Saved data entries:
....................
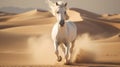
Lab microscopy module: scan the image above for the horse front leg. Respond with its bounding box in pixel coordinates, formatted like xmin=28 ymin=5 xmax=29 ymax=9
xmin=70 ymin=41 xmax=75 ymax=63
xmin=65 ymin=43 xmax=70 ymax=64
xmin=54 ymin=42 xmax=62 ymax=62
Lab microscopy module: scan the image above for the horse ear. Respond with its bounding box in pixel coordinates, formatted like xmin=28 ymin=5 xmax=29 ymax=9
xmin=65 ymin=3 xmax=67 ymax=6
xmin=56 ymin=2 xmax=59 ymax=6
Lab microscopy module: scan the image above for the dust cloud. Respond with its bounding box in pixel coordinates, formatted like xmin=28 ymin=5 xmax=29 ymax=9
xmin=28 ymin=34 xmax=94 ymax=65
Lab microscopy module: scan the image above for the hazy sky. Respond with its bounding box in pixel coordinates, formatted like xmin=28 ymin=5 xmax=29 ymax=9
xmin=0 ymin=0 xmax=120 ymax=14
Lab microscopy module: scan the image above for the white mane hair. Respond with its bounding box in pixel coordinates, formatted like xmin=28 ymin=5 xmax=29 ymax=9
xmin=47 ymin=0 xmax=67 ymax=16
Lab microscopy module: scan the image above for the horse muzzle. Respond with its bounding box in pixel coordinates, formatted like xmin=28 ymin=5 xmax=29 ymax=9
xmin=60 ymin=20 xmax=65 ymax=27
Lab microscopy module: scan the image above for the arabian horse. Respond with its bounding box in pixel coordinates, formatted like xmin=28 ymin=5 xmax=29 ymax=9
xmin=48 ymin=0 xmax=77 ymax=64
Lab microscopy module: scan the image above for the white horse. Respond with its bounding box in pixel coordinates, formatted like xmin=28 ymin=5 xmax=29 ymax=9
xmin=48 ymin=0 xmax=77 ymax=64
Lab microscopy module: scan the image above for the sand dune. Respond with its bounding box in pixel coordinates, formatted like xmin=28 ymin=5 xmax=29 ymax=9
xmin=0 ymin=8 xmax=120 ymax=66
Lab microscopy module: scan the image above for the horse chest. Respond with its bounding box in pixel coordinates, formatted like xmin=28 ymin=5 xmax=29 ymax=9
xmin=56 ymin=30 xmax=68 ymax=42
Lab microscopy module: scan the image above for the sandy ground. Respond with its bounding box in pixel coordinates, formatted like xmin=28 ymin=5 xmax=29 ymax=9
xmin=0 ymin=8 xmax=120 ymax=67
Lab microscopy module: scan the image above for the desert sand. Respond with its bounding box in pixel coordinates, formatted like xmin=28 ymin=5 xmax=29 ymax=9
xmin=0 ymin=8 xmax=120 ymax=67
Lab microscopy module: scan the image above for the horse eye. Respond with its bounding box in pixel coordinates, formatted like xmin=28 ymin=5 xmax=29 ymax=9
xmin=57 ymin=11 xmax=60 ymax=13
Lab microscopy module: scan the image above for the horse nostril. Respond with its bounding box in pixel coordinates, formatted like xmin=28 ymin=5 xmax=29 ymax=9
xmin=60 ymin=20 xmax=65 ymax=26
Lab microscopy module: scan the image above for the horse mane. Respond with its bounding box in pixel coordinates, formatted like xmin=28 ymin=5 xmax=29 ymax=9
xmin=47 ymin=0 xmax=65 ymax=16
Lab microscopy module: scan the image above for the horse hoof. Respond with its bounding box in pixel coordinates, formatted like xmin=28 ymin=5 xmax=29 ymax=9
xmin=57 ymin=56 xmax=62 ymax=62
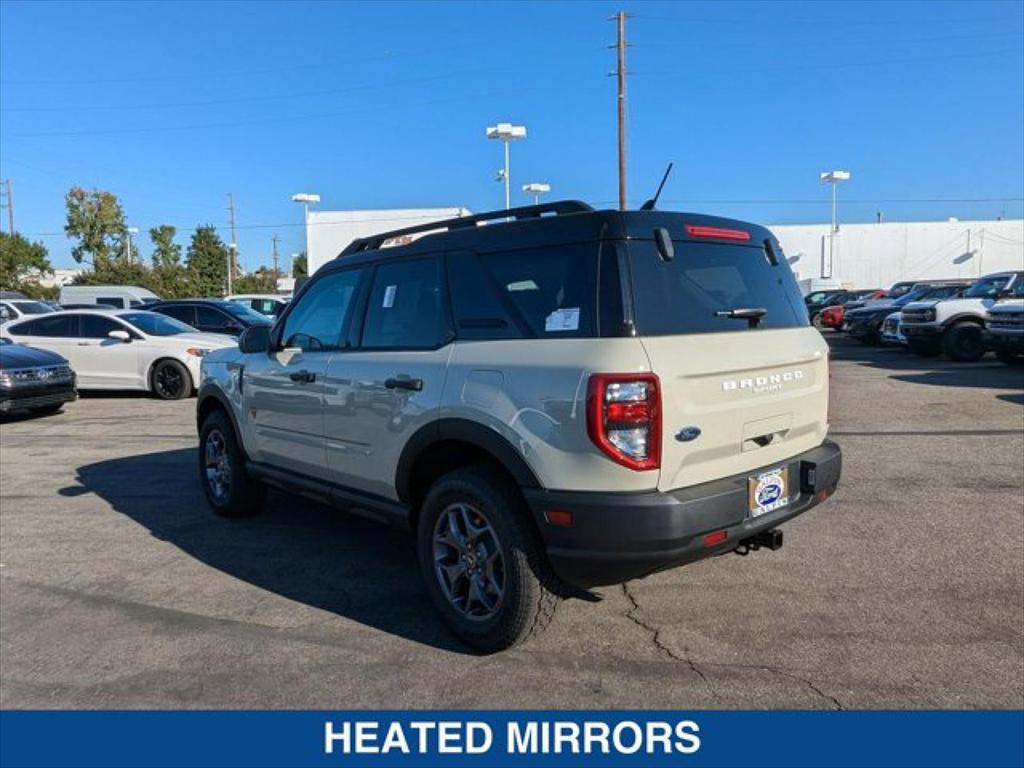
....................
* Direction
Convert the listing, from its start through the line that contains "xmin=0 ymin=0 xmax=120 ymax=14", into a Markdown table with the columns Row and Line, leaving out blank lines and any pictures.

* Reply to the task
| Row | Line |
|---|---|
| 1 | Lab microscopy module: scan the image above for the horse front leg. Respond with its bounding box in pixel coordinates, formatted like xmin=28 ymin=5 xmax=29 ymax=9 |
| 2 | xmin=70 ymin=41 xmax=75 ymax=63 |
| 3 | xmin=65 ymin=43 xmax=70 ymax=64 |
| 4 | xmin=54 ymin=42 xmax=62 ymax=62 |
| 5 | Lab microscopy module: scan the image above for the horse ear. Respond with its bounding box in pixel coordinates, formatted like xmin=28 ymin=5 xmax=29 ymax=9 |
| 6 | xmin=65 ymin=3 xmax=67 ymax=6 |
| 7 | xmin=56 ymin=2 xmax=59 ymax=6 |
| 8 | Lab microscopy module: scan the image above for the dust cloud. Respond with its bounding box in pixel coordinates, formatted like xmin=28 ymin=5 xmax=29 ymax=9 |
| 9 | xmin=28 ymin=34 xmax=94 ymax=65 |
| 10 | Lab microscopy module: scan the image above for the hazy sky. Respond with its bounding box in pixel coordinates, formatted like xmin=28 ymin=5 xmax=29 ymax=9 |
| 11 | xmin=0 ymin=0 xmax=120 ymax=14 |